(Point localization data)
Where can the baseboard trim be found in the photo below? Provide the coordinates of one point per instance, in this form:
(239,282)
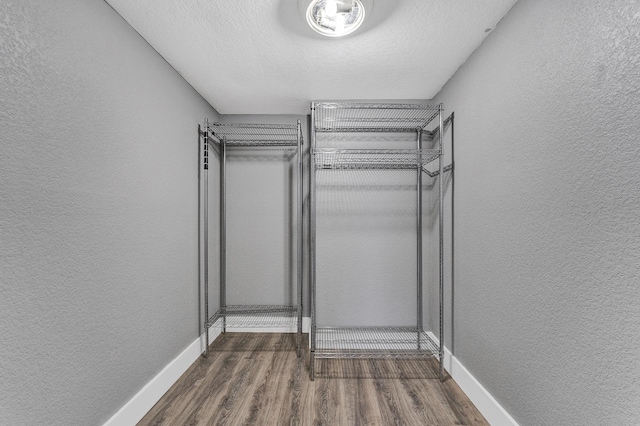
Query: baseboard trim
(135,409)
(477,394)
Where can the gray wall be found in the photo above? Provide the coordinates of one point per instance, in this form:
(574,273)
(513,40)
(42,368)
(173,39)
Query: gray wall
(547,236)
(98,212)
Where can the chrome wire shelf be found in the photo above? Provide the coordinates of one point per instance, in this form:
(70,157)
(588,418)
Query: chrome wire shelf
(261,152)
(373,158)
(374,342)
(256,316)
(254,135)
(372,117)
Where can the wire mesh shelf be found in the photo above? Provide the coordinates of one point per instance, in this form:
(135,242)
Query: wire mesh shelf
(373,158)
(255,135)
(260,152)
(374,342)
(373,117)
(256,316)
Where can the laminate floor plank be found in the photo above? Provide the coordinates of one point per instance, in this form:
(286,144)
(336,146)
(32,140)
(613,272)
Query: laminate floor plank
(257,379)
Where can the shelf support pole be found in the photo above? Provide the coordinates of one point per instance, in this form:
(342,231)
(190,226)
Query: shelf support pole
(300,230)
(205,231)
(223,233)
(441,243)
(419,325)
(312,242)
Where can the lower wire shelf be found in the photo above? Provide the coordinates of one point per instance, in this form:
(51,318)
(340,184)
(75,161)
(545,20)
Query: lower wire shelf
(256,316)
(374,342)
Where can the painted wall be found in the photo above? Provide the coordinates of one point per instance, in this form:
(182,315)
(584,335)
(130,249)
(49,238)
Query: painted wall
(98,212)
(547,201)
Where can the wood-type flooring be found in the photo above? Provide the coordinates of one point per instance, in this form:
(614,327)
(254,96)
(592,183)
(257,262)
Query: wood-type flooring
(257,379)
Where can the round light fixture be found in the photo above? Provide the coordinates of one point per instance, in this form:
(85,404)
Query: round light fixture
(335,18)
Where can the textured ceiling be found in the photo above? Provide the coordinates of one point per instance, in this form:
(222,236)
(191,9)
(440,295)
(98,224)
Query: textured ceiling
(259,57)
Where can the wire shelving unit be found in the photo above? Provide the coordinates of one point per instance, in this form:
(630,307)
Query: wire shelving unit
(250,142)
(343,124)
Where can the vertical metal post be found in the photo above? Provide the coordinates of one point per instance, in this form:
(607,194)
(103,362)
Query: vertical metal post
(300,230)
(205,230)
(312,240)
(441,242)
(419,325)
(223,233)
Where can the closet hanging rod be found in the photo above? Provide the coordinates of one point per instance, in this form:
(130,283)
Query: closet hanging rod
(437,172)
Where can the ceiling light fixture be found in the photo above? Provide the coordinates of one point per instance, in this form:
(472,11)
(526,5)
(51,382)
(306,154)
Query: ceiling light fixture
(335,18)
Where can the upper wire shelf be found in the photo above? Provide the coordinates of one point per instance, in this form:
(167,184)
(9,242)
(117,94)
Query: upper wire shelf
(373,158)
(255,135)
(373,117)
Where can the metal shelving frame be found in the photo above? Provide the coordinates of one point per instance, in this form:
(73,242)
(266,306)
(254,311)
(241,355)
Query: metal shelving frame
(348,119)
(251,142)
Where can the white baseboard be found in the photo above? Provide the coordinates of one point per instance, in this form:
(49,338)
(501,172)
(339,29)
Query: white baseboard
(477,394)
(134,410)
(148,396)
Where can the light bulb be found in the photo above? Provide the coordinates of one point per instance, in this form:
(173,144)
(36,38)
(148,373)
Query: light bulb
(340,24)
(331,7)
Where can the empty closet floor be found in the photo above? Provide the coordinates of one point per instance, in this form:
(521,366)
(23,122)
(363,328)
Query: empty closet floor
(257,379)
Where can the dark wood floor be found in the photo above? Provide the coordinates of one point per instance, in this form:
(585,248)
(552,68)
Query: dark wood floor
(256,379)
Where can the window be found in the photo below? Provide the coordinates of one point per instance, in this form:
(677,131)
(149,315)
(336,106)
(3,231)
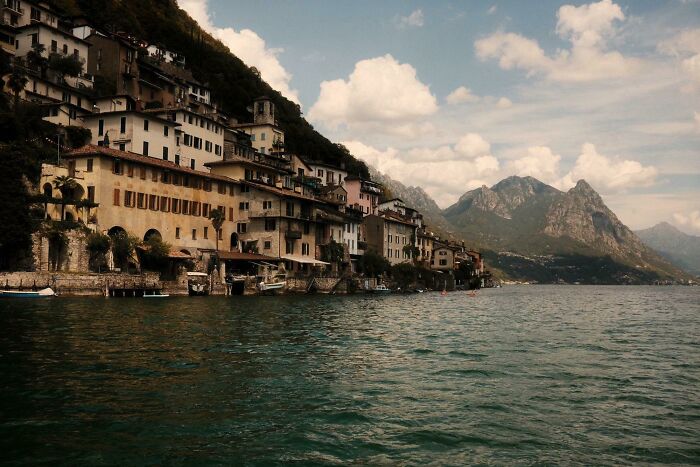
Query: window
(129,199)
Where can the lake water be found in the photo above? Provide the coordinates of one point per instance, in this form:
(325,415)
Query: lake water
(530,374)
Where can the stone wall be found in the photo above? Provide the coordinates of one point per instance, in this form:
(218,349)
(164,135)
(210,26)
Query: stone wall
(66,283)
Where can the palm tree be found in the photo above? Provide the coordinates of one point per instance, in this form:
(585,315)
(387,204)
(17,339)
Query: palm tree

### Assignment
Transcribe every entry exactly. Leave out the pictures.

### Solution to this task
Where can the baseboard trim be found in the photo below? Provide the coordinates of one point per instance, in this form:
(239,282)
Query: baseboard trim
(135,409)
(477,394)
Where can the gray wall be found in the photo above? Provide the coordinates of one point per instance, in this form:
(574,273)
(513,40)
(42,368)
(173,39)
Query: gray wall
(547,236)
(98,212)
Where can the chrome wire shelf be found in the photo above? Provide the coordinates of one point per instance, in this form:
(70,157)
(588,418)
Query: chrome wire shelf
(261,152)
(373,158)
(374,342)
(256,316)
(254,135)
(372,117)
Where can the wire mesh shelf be found in the photo above? Provide the coordinates of one point per instance, in this form:
(135,242)
Query: wire mesh shelf
(373,158)
(255,135)
(260,152)
(374,342)
(373,117)
(256,316)
Where can the laminate floor plank be found in the photo above? Provide the coordinates of one point per instance, in this form:
(286,144)
(336,146)
(32,140)
(613,272)
Query: laminate floor plank
(257,379)
Where can the shelf support pole be found in the photo above? Provide the coordinates of one point per instance, in this form:
(342,231)
(190,226)
Query: shelf support pole
(300,230)
(205,231)
(223,233)
(441,243)
(419,325)
(312,242)
Where can the lower wire shelf be found in the photo above? Provide the coordinates of one point per instance, in this form:
(51,318)
(340,184)
(75,161)
(545,20)
Query: lower wire shelf
(256,316)
(374,342)
Where can the painted wall be found in the photo above? Provide the coordinates of one point per instance, in this form:
(182,315)
(584,335)
(130,249)
(49,238)
Query: painted wall
(98,212)
(547,201)
Where can the wood-type flooring be found in the photo above? Provide the coordinates of one point per instance, in this form:
(614,327)
(254,96)
(592,183)
(257,262)
Query: wood-type flooring
(257,379)
Where can the round light fixture be found in the photo above? Provide the coordinates of one point per instance, in this form:
(85,404)
Query: round light fixture
(335,18)
Where can the textured ceiling be found in the photo above? Provide the coordinates of one point per instance, in this form:
(222,236)
(191,9)
(440,295)
(98,224)
Query: textured ceiling
(259,57)
Where can the wire shelving unit be found in the photo above? Provide the coordinates of one point per instance, in this form:
(630,307)
Query: wire shelving unit
(250,142)
(343,124)
Where can the vertical metal post be found in the photo above? Provide the coordinates of one point per instance, in this form:
(607,194)
(103,362)
Query: vertical metal post
(300,230)
(205,230)
(312,240)
(441,242)
(419,325)
(223,233)
Where can the closet hanging rod be found in the photo above? Provide the coordinates of one point per instance, in this form:
(130,283)
Query: closet hanging rod
(437,172)
Where can the ceiling light fixture be found in the photo above? Provide the coordinates of one point per instance, in this form:
(472,11)
(526,5)
(51,382)
(306,154)
Query: ceiling light fixture
(335,18)
Where can the upper wire shelf be found in the photo above? Provide the coordinates of one point per instance, in this form:
(167,184)
(9,242)
(117,94)
Query: upper wire shelf
(373,158)
(255,135)
(373,117)
Where can the metal shelving frame be found in the photo above? Provide the coordinates of one point per instance, in this form:
(73,242)
(266,306)
(254,311)
(241,355)
Query: metal shelving frame
(348,119)
(251,142)
Where can the white baseboard be found in the photo above? Provide the coordinates of one point per instance, in this form:
(49,338)
(501,172)
(339,29)
Query: white baseboard
(477,394)
(134,410)
(148,396)
Where can the light bulb be found in the photo above? Provide the coordinates of one point per instance, in this form:
(173,144)
(36,38)
(148,373)
Query: light bulb
(340,24)
(331,7)
Where can the empty closet floor be found in the photo above? Provide the coordinates of one point per instance, in this form:
(521,366)
(23,122)
(363,328)
Query: empty closet floor
(257,379)
Where can the dark wood floor be found in the photo above? Provide the coordinates of one point per instance, in this form:
(585,248)
(552,68)
Query: dark wood floor
(256,379)
Where can the window be found in the photo below? Provide the coordinates of one point per instance, in this form:
(677,131)
(149,315)
(336,106)
(3,231)
Query: window
(129,199)
Where can the lake water be found in the photo above? Provide the coordinates of one point per instance, in this form:
(325,415)
Query: lake water
(530,374)
Where can the stone wall be found in the photo above? Provide the coordinates of one point per instance, in this form:
(218,349)
(164,135)
(210,26)
Query: stone wall
(66,283)
Where can the palm tree be found in the photo above? Provide the coordinates of one point per instance, in this form:
(585,315)
(387,204)
(17,339)
Query: palm tree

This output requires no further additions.